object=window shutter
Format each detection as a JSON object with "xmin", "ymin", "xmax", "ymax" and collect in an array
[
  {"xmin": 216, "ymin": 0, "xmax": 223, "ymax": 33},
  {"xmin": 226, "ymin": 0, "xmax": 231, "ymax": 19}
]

☆ ☆ ☆ ☆ ☆

## HOW TO COMPLETE THIS TASK
Could you return the complete set of entries exactly?

## TASK RESPONSE
object=window shutter
Format each detection as a JSON object with "xmin", "ymin", "xmax", "ymax" and collect in an array
[
  {"xmin": 216, "ymin": 0, "xmax": 223, "ymax": 33},
  {"xmin": 226, "ymin": 0, "xmax": 231, "ymax": 19}
]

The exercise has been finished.